▶ **WHAT YOU WILL DO**:
All entries below are to be set down again, identical to the source.

▶ **EXTRACTED DATA**:
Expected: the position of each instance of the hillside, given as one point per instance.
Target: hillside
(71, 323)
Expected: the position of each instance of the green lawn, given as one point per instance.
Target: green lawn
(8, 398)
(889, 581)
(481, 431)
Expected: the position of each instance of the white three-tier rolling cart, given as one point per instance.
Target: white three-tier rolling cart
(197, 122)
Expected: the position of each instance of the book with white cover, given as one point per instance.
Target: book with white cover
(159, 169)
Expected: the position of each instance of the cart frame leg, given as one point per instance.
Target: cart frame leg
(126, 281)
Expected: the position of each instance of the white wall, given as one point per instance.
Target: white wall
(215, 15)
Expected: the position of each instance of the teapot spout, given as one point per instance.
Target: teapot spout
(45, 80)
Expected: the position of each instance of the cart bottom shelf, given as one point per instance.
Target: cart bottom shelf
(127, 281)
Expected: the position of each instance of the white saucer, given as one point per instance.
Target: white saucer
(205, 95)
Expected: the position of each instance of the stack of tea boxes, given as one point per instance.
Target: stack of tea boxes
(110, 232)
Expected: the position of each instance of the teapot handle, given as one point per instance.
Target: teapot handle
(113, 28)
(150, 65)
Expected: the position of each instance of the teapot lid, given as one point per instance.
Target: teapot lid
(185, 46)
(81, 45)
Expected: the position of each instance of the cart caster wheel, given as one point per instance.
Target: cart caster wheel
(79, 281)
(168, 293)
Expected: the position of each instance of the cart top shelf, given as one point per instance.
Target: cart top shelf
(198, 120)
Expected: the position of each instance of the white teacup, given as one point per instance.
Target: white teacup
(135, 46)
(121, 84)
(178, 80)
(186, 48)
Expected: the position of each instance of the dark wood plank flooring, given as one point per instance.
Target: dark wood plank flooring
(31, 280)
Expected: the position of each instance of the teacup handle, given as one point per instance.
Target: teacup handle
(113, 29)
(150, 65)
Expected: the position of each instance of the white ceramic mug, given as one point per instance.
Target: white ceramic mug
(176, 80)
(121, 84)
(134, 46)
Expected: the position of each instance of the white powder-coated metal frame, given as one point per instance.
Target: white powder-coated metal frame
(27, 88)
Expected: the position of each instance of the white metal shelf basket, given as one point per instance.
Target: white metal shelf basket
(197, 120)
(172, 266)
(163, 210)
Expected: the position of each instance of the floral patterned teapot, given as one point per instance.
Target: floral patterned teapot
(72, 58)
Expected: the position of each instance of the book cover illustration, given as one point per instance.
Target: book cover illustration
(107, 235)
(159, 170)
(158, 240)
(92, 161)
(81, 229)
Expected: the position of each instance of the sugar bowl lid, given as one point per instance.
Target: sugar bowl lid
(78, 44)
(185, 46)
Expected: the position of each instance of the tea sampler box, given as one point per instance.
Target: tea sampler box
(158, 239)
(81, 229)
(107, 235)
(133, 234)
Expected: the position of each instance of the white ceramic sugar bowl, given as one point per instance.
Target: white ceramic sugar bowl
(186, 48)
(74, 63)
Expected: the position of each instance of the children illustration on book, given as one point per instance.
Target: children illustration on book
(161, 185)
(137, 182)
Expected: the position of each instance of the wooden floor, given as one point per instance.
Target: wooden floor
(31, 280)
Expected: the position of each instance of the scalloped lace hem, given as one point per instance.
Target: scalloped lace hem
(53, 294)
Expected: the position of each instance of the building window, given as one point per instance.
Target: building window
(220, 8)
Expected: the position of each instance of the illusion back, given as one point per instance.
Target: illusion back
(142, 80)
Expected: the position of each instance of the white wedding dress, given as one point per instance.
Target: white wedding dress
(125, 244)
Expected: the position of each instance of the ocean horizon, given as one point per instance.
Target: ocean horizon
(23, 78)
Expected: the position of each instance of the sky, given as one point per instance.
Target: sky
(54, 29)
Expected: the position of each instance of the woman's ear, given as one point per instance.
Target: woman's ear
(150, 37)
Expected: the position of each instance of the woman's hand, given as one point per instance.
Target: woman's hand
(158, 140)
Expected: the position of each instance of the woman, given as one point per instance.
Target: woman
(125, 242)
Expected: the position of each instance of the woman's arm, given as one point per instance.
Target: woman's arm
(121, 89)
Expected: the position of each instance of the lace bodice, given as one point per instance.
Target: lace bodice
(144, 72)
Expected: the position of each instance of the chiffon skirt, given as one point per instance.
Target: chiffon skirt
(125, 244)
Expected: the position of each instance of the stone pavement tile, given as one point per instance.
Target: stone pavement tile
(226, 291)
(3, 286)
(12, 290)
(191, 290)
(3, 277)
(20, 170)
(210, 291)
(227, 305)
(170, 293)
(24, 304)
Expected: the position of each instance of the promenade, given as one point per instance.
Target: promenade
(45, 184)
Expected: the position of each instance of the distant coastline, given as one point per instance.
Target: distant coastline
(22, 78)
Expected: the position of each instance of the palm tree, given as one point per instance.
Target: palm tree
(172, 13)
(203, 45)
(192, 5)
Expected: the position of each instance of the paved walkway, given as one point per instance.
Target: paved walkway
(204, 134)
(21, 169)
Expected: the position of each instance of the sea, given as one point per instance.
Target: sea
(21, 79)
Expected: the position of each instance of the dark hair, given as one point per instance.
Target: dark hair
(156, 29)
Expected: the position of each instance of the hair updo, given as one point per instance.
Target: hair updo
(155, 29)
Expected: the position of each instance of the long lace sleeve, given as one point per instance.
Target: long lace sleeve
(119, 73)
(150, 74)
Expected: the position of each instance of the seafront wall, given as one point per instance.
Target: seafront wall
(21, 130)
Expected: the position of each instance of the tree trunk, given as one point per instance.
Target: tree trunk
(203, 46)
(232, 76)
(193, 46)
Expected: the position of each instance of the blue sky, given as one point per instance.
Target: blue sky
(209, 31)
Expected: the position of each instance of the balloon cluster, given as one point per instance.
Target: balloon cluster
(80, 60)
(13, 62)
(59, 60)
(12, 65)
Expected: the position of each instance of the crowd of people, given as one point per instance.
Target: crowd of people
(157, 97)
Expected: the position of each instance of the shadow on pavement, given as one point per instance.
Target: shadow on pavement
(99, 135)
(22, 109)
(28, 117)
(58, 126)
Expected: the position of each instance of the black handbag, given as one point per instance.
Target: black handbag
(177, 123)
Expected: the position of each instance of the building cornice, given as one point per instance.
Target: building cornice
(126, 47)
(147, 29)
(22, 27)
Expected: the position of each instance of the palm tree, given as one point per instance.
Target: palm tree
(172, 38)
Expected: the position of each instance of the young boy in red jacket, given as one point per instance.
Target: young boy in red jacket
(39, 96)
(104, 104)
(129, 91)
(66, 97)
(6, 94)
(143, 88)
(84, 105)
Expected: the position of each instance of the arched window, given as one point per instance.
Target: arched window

▶ **ANSWER SPACE**:
Expected: the position of each instance of the hillside, given as one point per instance.
Target: hillside
(71, 323)
Expected: the position of each instance of the green lawn, given as one point per instance.
Target: green lawn
(8, 398)
(889, 581)
(481, 431)
Expected: the position of each instance of the white three-tier rolling cart, given as one point per instance.
Target: white three-tier rolling cart
(197, 122)
Expected: the position of each instance of the book with white cover, given as one point per instance.
Target: book with white cover
(159, 169)
Expected: the position of each instance of the cart frame leg, given as one point per instance.
Target: cart frame leg
(126, 281)
Expected: the position of each instance of the white wall, given as one point per instance.
Target: white wall
(215, 15)
Expected: the position of each instance of the teapot spout, given as one point per instance.
Target: teapot spout
(45, 80)
Expected: the position of each instance of the cart bottom shelf, given as one point per instance.
Target: cart bottom shelf
(127, 281)
Expected: the position of each instance of the white saucer, given as one point per instance.
Target: white saucer
(205, 95)
Expected: the position of each instance of the stack of tea boxes, given as one point per instance.
Target: stack of tea boxes
(110, 232)
Expected: the position of each instance of the teapot handle, given as one point per instance.
Target: teapot handle
(113, 28)
(150, 65)
Expected: the position of each instance of the teapot lid, given as one point per instance.
Target: teapot lid
(185, 46)
(81, 45)
Expected: the position of each instance of the cart caster wheel, given as one point per instance.
Target: cart caster wheel
(79, 281)
(168, 293)
Expected: the position of each instance of the cart top shelf, given as one point per instance.
Target: cart top shelf
(198, 120)
Expected: the position of each instance of the white teacup, given as one point per instance.
Target: white teacup
(135, 46)
(121, 84)
(178, 80)
(186, 48)
Expected: the position of each instance of the dark wood plank flooring, given as one point per instance.
Target: dark wood plank flooring
(31, 280)
Expected: the position of each instance of the teacup handle, given as one point per instance.
Target: teacup handle
(113, 29)
(150, 65)
Expected: the position of each instance of the white ceramic mug, given as one point per instance.
Target: white ceramic mug
(176, 80)
(121, 84)
(134, 46)
Expected: the position of each instance of the white powder-coated metal frame, given as one point per instance.
Target: white powder-coated metal frame
(27, 88)
Expected: the position of each instance of the white metal shelf basket, given as one point per instance.
Target: white metal shelf basket
(197, 120)
(172, 266)
(163, 210)
Expected: the position of each instance of the floral patterned teapot, given as one point per instance.
Target: floral patterned teapot
(72, 58)
Expected: the position of each instance of the book cover illustration, given as one point per instance.
Target: book cover illustration
(107, 235)
(159, 170)
(158, 240)
(92, 161)
(81, 229)
Expected: the position of each instance of the sugar bowl lid, given as one point per instance.
Target: sugar bowl lid
(78, 44)
(185, 46)
Expected: the position of each instance of the tea sampler box, given as one point per instance.
Target: tea sampler box
(158, 239)
(81, 229)
(107, 235)
(133, 234)
Expected: the position of each instance of the white ceramic sugar bowl, given as one point per instance.
Target: white ceramic sugar bowl
(186, 48)
(74, 63)
Expected: the position of each instance of the children illustration on book, given as one point per instance.
Target: children illustration on book
(161, 185)
(137, 182)
Expected: the position of each instance of the wooden floor, given as one point per instance.
Target: wooden floor
(31, 280)
Expected: the position of each instance of the scalloped lace hem, given as one point per instance.
Target: scalloped lace hem
(53, 294)
Expected: the position of each instance of the building window, given as one point per instance.
Target: building window
(220, 8)
Expected: the position of each instance of the illusion back, given as one point per instance.
Target: illusion back
(142, 80)
Expected: the position of each instance of the white wedding dress, given as one point per instance.
Target: white wedding dress
(125, 244)
Expected: the position of each instance of the ocean horizon, given as one point per instance.
Target: ocean horizon
(23, 78)
Expected: the position of each instance of the sky, given as one point per instance.
Target: sky
(54, 29)
Expected: the position of each instance of the woman's ear, given as one point per instance.
Target: woman's ear
(150, 37)
Expected: the position of each instance of the woman's hand, given as one point per instance.
Target: woman's hand
(158, 140)
Expected: the position of each instance of the woman, given as one point per instance.
Target: woman
(125, 242)
Expected: the position of each instance of the woman's arm, given as one point per instance.
Target: woman's arm
(121, 89)
Expected: the position of each instance of the lace bodice, given as one point per instance.
Target: lace bodice
(144, 72)
Expected: the position of each instance of the chiffon skirt, given as one point per instance.
Target: chiffon skirt
(125, 244)
Expected: the position of each instance of the stone pavement tile, given as one point per instance.
Target: stone pavement tile
(226, 291)
(3, 286)
(12, 290)
(191, 290)
(3, 277)
(20, 170)
(210, 291)
(227, 305)
(170, 293)
(24, 304)
Expected: the position of each instance of the promenade, given as one point per instance.
Target: promenade
(45, 184)
Expected: the position of each instance of the distant coastline, given as one point per instance.
Target: distant coastline
(22, 78)
Expected: the position of each instance of the palm tree, given as one point per instance.
Target: palm tree
(172, 13)
(203, 45)
(192, 5)
Expected: the position of each instance of the paved walkway, given as one point per instance.
Target: paved walkway
(204, 134)
(21, 169)
Expected: the position of each instance of the sea, given as one point per instance.
Target: sea
(21, 79)
Expected: the position of each instance of the dark hair, given as one point per instance.
Target: dark hair
(156, 29)
Expected: the position of each instance of the hair updo, given as one point per instance.
Target: hair updo
(155, 29)
Expected: the position of each instance of the long lace sleeve, given as one point per instance.
Target: long lace sleeve
(119, 73)
(150, 74)
Expected: the position of each instance of the seafront wall, given as one point per instance.
Target: seafront wall
(21, 130)
Expected: the position of each instance of the tree trunk, given as one point per instance.
Target: tree trunk
(203, 46)
(232, 76)
(193, 46)
Expected: the position of each instance of the blue sky, given as one point per instance.
Target: blue sky
(209, 31)
Expected: the position of each instance of the balloon cluster, given as one point per instance.
Target: balloon cluster
(80, 60)
(13, 62)
(59, 60)
(12, 65)
Expected: the position of each instance of the crowd of people, given as one point per instance.
Target: crowd of people
(157, 97)
Expected: the position of each instance of the shadow on pavement, given as one point per instance.
Target: shadow on pavement
(99, 135)
(22, 109)
(28, 117)
(58, 126)
Expected: the position of each instance of the black handbag, given as one point per instance.
Target: black handbag
(177, 123)
Expected: the position of each instance of the building cornice, given as one point per instance.
Target: building cornice
(126, 47)
(147, 29)
(22, 27)
Expected: the position of each instance of the palm tree, given as one point per instance.
Target: palm tree
(172, 38)
Expected: the position of each instance of the young boy in red jacket, given as one point per instance.
Target: young boy in red jacket
(39, 96)
(104, 104)
(129, 91)
(66, 97)
(6, 94)
(143, 88)
(84, 105)
Expected: the position of each instance of the arched window, given as one point per instance.
Target: arched window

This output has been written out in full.